#### Exercise aim
Gather every line below that contains the string "chandelier", matching case exactly, and copy each one in full.

** start of Stored rows **

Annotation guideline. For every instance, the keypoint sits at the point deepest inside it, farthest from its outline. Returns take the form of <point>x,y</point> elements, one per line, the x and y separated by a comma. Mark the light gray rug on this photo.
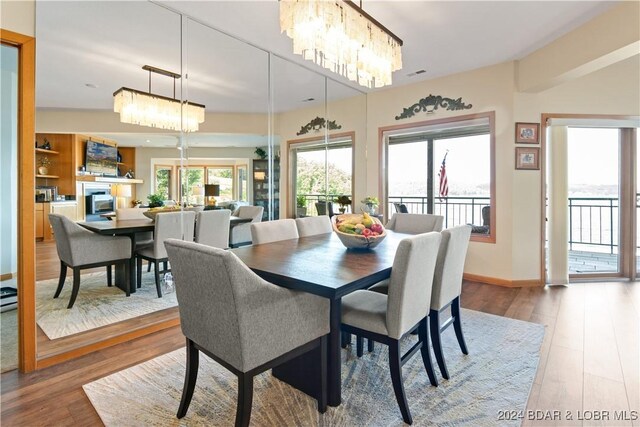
<point>497,375</point>
<point>96,305</point>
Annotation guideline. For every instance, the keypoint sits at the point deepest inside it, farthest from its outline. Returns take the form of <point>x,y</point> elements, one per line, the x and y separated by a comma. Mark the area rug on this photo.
<point>96,305</point>
<point>496,376</point>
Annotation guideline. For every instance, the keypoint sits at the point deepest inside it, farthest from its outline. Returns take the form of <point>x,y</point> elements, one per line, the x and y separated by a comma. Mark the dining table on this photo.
<point>130,228</point>
<point>323,266</point>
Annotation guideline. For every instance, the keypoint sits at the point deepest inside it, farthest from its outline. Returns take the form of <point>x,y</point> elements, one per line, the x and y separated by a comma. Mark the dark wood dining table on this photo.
<point>320,265</point>
<point>130,228</point>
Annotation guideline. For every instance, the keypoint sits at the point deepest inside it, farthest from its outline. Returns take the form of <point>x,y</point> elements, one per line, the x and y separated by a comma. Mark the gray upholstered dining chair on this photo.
<point>169,225</point>
<point>447,287</point>
<point>415,223</point>
<point>389,318</point>
<point>312,225</point>
<point>273,231</point>
<point>241,233</point>
<point>212,228</point>
<point>241,321</point>
<point>79,249</point>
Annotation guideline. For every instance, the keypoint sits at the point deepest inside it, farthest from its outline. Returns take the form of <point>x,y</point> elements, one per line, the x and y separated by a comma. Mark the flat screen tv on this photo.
<point>101,158</point>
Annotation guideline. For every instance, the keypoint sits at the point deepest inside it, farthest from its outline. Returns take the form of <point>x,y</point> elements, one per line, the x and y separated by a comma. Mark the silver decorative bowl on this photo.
<point>357,241</point>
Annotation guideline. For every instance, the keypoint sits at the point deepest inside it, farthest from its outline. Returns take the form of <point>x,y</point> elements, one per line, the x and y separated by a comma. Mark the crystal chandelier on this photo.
<point>340,36</point>
<point>148,109</point>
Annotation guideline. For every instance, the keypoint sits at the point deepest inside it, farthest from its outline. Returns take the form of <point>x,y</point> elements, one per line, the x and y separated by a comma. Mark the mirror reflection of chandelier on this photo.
<point>340,36</point>
<point>148,109</point>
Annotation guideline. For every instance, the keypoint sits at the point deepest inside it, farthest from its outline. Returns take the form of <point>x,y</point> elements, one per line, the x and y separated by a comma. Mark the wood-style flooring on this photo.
<point>589,365</point>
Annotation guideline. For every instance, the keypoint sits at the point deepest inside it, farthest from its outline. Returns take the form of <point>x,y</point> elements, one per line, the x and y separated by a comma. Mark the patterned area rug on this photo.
<point>96,305</point>
<point>497,375</point>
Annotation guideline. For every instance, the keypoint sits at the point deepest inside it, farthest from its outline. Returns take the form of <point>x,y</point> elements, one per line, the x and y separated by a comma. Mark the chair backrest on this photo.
<point>64,229</point>
<point>400,207</point>
<point>447,281</point>
<point>253,212</point>
<point>212,286</point>
<point>272,231</point>
<point>312,225</point>
<point>130,213</point>
<point>486,215</point>
<point>212,228</point>
<point>415,223</point>
<point>169,225</point>
<point>411,281</point>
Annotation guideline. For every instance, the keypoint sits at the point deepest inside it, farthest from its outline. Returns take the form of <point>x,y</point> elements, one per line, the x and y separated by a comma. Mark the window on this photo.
<point>321,172</point>
<point>444,167</point>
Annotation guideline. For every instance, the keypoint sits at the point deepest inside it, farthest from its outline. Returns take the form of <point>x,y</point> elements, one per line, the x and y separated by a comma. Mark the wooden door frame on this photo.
<point>544,120</point>
<point>26,197</point>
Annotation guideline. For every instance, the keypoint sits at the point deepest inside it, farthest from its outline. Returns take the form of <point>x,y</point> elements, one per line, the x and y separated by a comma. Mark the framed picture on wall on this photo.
<point>527,133</point>
<point>527,158</point>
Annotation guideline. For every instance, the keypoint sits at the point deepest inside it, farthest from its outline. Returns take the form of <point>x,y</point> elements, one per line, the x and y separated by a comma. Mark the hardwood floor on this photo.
<point>589,360</point>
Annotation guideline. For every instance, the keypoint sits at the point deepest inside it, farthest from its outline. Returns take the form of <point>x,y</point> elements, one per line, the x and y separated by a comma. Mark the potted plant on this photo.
<point>155,200</point>
<point>44,163</point>
<point>343,201</point>
<point>301,206</point>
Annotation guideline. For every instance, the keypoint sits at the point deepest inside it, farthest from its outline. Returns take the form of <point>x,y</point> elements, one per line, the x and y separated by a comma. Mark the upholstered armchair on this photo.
<point>241,233</point>
<point>241,321</point>
<point>79,249</point>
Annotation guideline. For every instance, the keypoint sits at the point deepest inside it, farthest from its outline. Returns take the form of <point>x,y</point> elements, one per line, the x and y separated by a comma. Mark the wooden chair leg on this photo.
<point>423,333</point>
<point>156,268</point>
<point>434,325</point>
<point>395,367</point>
<point>457,324</point>
<point>190,377</point>
<point>245,400</point>
<point>63,277</point>
<point>322,401</point>
<point>138,272</point>
<point>76,287</point>
<point>359,345</point>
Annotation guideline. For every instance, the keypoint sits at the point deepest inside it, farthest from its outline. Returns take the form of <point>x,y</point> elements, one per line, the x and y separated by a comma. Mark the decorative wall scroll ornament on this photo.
<point>317,124</point>
<point>432,103</point>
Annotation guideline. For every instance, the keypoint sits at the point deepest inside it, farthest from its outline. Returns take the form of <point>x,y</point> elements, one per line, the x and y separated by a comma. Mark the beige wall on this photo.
<point>18,16</point>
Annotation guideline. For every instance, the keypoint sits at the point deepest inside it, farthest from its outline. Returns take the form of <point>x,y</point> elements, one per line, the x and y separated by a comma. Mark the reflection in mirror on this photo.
<point>88,168</point>
<point>8,211</point>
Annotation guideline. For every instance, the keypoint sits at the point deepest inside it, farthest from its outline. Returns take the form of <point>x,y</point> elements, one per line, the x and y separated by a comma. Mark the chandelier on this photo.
<point>340,36</point>
<point>148,109</point>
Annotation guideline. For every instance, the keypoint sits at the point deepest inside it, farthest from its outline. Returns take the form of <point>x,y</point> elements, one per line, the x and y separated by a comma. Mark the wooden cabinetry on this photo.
<point>261,187</point>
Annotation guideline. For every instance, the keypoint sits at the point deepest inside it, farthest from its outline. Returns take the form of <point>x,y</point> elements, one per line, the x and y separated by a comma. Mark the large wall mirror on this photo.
<point>236,160</point>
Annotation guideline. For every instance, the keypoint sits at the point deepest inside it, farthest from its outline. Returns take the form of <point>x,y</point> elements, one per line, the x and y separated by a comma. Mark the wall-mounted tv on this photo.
<point>101,158</point>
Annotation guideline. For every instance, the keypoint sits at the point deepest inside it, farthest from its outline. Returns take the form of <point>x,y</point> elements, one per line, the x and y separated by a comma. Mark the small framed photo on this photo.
<point>527,158</point>
<point>527,133</point>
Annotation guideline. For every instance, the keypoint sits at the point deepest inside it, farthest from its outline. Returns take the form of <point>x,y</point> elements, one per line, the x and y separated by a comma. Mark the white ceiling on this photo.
<point>105,44</point>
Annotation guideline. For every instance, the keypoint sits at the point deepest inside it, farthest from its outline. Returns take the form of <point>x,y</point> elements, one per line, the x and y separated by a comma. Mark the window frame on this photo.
<point>384,133</point>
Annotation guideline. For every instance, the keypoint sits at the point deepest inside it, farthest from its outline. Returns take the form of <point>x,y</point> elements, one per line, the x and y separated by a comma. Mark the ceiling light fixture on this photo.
<point>148,109</point>
<point>340,36</point>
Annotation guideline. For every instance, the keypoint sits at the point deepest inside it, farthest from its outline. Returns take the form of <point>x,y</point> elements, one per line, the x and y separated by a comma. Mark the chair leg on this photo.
<point>396,378</point>
<point>190,377</point>
<point>63,277</point>
<point>156,268</point>
<point>109,277</point>
<point>322,402</point>
<point>457,324</point>
<point>139,272</point>
<point>434,325</point>
<point>245,399</point>
<point>423,333</point>
<point>76,287</point>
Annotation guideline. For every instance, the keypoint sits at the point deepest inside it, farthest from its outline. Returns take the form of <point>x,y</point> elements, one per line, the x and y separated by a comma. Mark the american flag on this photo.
<point>444,184</point>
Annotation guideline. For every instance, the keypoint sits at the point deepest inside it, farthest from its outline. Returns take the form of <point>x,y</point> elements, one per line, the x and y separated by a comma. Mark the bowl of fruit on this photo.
<point>358,231</point>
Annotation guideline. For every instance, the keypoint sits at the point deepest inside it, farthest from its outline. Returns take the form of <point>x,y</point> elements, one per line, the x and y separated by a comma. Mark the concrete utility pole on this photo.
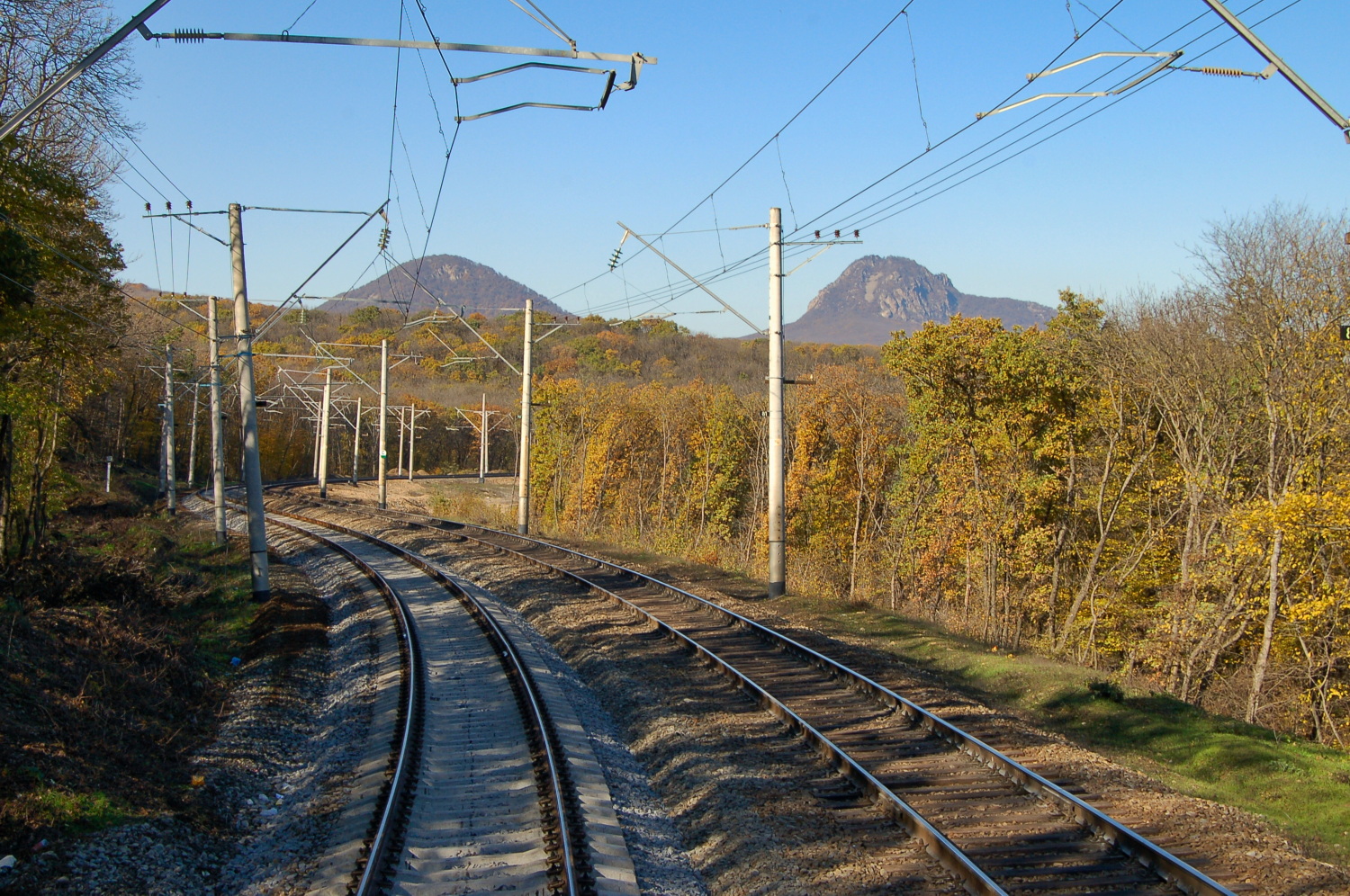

** end of Stored rows **

#### Full answer
Annotation guideline. For every instance, the keypoint sits at the point deepest inside it, farthest from its outline. Returns take the form of <point>x,y</point> elements, one per line, the x and y separated by a comma. Mark the crystal chandelier on this photo.
Annotation guideline. For every instance, the keypoint sits at the point deepest inside it, farthest from its outline. Returns take the form of <point>x,y</point> elements, one per line, the x and y separated by a comma. Mark the mirror reflection of chandelier on this photo.
Annotation guideline. For every instance, the keypoint sits at the point deepest inside it, farthest from its outline. Returns take the form of <point>x,y</point> elements, one per line, the x and y separated by a comma. Mark the chandelier on this photo.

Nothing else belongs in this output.